++++ EXTRACT TO READ

Vairagya is freedom from craving. Not indifference to life, but peace with regard to fruits and promises. Dispassion not from the world, but from the grip on the result. You do – and do not cling to what is supposed to come of it. You do not bargain with the practice, demanding raptures, states, proofs of progress.

Why there must be two

One might ask: why are both needed? Would effort alone not suffice?

It would not – and the tradition knows why. Abhyasa alone, without vairagya, turns into a chase. A person practices greedily, counts the days, waits for the result, measures himself against yesterday and grows angry that he has not advanced. And this very craving raises a new ripple in the mind – anxiety, impatience, the seeker’s subtle vanity. Effort aimed at the fruit stirs up the very water it means to calm. You press on the smooth surface, demanding that it be smooth – and from the pressure come circles.

And vairagya alone, without abhyasa, turns into laziness dressed up as wisdom. “I attain nothing because there is nothing to attain” – it sounds lofty and leaves a person exactly where he was. Dispassion without labor is not peace but evasion; it releases not the grip but the road itself.

So there must be two wings. Abhyasa gives direction and constancy – you walk. Vairagya strips the greed from this path – you walk without clutching at the horizon. A bird does not fly on one wing; on one wing it circles and falls.

A mirror for the one who walks

The subtlest thing in this pair is that they hold each other in living balance, not in a frozen compromise. This is not “try a little, let go a little,” averaged out into a lukewarm middle. It is the fullness of both at once: labor with all seriousness – and be free of the fruit with all completeness. Yogananda spoke of this through the image of a play: act your role in earnest, but remember that it is a role. In earnest and lightly – at the same time, not by turns.

++++++++
++++ DATA SHOWN

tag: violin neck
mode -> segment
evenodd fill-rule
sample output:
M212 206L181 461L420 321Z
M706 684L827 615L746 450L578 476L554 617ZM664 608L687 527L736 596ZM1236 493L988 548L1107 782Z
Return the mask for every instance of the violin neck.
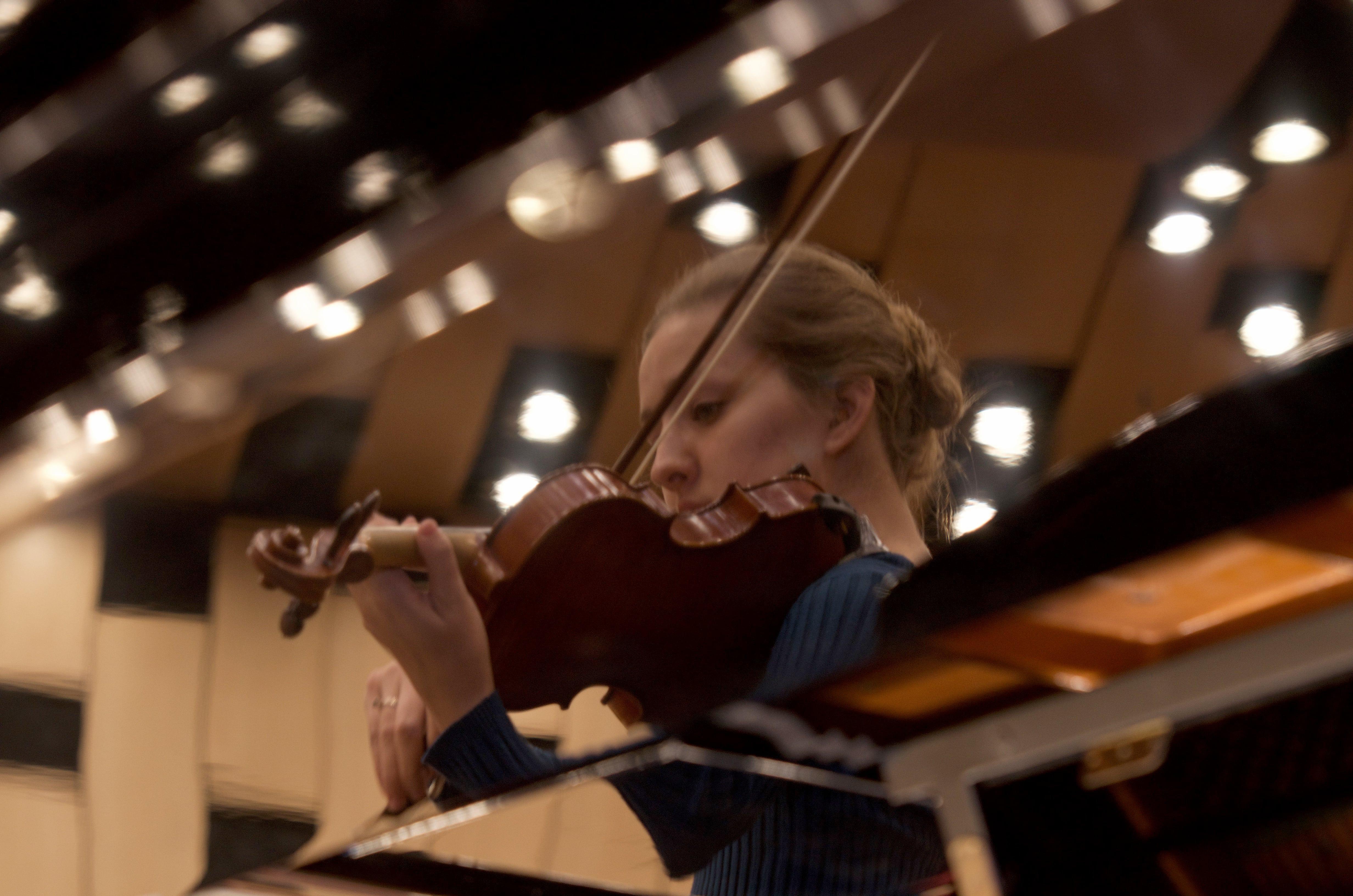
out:
M451 541L456 552L456 563L464 570L475 559L479 541L488 529L479 527L441 527L441 533ZM418 541L414 539L414 529L409 527L375 525L361 531L359 540L365 543L371 551L371 559L376 568L425 568L422 554L418 552Z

++++++++

> _SET OF TASKS_:
a: State whether each statement agrees with the passage on abhyasa and vairagya, answering yes or no and quoting the deciding words of the passage: (i) abhyasa without vairagya becomes a chase; (ii) vairagya means indifference to life; (iii) a bird on one wing circles and falls.
b: Extend the passage on abhyasa and vairagya by continuing it from its final sentence.
The items are separate material and are not part of the passage on abhyasa and vairagya.

> _SET OF ANSWERS_:
a:
(i) Yes: "Abhyasa alone, without vairagya, turns into a chase."
(ii) No: "Not indifference to life, but peace with regard to fruits and promises."
(iii) Yes: "on one wing it circles and falls."

b:
The same paradox lives in any honest practice, and you recognize it the moment you sit down. Breath cannot be “made” calm by force of will – the harder you compel it, the more it falters. But neither will it come if you drop attention and drift. Calm is born in a narrow gap: you hold attention – and do not press on the breath; you are present – and do not interfere. To hold that gap is the art itself. Too much grip – tension. Too much release – drowsiness. Between them, on the thin edge, the breath settles by itself.

This is also why yoga promises no quick path. The quick path is always pure abhyasa, driven by the craving for results: more, harder, sooner. The tradition knows where it leads – to burnout and a subtle pride, to a person who “practices” much and calms little. The two wings are needed precisely so that the road does not break into a chase. To walk long, faithfully, without a burst – and at the same time not count the steps, not demand the summit, not bargain with the silence.

Patanjali named these two words and moved on, to the limbs and the obstacles. But without them nothing else in the sutras holds. Effort without craving, faithfulness without grasping – on this narrow edge the whole path stands, and everyone who sits down in silence sooner or later steps onto it himself.